(Saved data entries)
* * *
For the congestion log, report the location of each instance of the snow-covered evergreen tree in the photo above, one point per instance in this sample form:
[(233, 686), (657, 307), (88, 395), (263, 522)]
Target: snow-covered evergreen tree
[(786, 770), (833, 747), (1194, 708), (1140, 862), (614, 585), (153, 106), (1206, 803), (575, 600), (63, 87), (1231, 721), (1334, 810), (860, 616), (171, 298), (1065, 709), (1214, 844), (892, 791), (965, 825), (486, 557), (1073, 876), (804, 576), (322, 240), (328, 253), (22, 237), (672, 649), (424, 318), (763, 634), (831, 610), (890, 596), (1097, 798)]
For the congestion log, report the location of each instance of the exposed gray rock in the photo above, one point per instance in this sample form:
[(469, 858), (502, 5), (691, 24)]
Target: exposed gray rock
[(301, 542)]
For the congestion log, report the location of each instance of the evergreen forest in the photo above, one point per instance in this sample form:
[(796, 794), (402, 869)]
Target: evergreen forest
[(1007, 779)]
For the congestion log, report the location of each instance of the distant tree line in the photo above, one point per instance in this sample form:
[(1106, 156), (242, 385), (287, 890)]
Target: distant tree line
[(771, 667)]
* * *
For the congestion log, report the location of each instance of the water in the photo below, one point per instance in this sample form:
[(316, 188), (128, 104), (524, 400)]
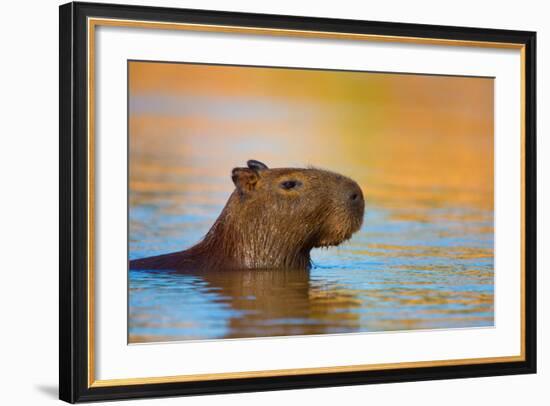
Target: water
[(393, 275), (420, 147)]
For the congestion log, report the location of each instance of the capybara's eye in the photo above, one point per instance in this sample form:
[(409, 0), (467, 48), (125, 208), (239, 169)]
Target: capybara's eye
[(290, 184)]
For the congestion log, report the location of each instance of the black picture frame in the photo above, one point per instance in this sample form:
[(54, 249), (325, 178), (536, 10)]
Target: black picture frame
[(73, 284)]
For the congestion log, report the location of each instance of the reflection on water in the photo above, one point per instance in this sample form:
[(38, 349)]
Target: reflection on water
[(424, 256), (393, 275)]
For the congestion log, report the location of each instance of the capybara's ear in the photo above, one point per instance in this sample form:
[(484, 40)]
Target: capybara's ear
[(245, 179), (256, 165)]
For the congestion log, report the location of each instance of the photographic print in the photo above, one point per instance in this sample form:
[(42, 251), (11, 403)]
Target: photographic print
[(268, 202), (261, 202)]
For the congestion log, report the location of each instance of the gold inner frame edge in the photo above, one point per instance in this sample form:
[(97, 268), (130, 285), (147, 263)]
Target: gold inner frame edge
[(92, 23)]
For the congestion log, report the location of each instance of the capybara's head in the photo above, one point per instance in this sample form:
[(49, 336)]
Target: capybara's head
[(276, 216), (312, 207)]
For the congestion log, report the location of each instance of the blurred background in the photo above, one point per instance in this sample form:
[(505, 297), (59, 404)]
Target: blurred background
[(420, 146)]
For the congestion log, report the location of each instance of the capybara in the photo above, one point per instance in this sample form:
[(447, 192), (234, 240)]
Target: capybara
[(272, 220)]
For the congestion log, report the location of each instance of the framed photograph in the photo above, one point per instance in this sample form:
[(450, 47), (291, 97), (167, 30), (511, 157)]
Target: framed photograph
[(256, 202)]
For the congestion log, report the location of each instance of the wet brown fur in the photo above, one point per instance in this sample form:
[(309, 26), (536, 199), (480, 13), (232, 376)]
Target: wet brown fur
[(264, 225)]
* * *
Aim>
Gather every line of the records that contains the word "exposed", and copy each one in full. Case counts.

Worked answer>
For the congestion log, report the location of each instance of the exposed gray rock in the photo above, one point per instance in this sample form:
Target: exposed gray rock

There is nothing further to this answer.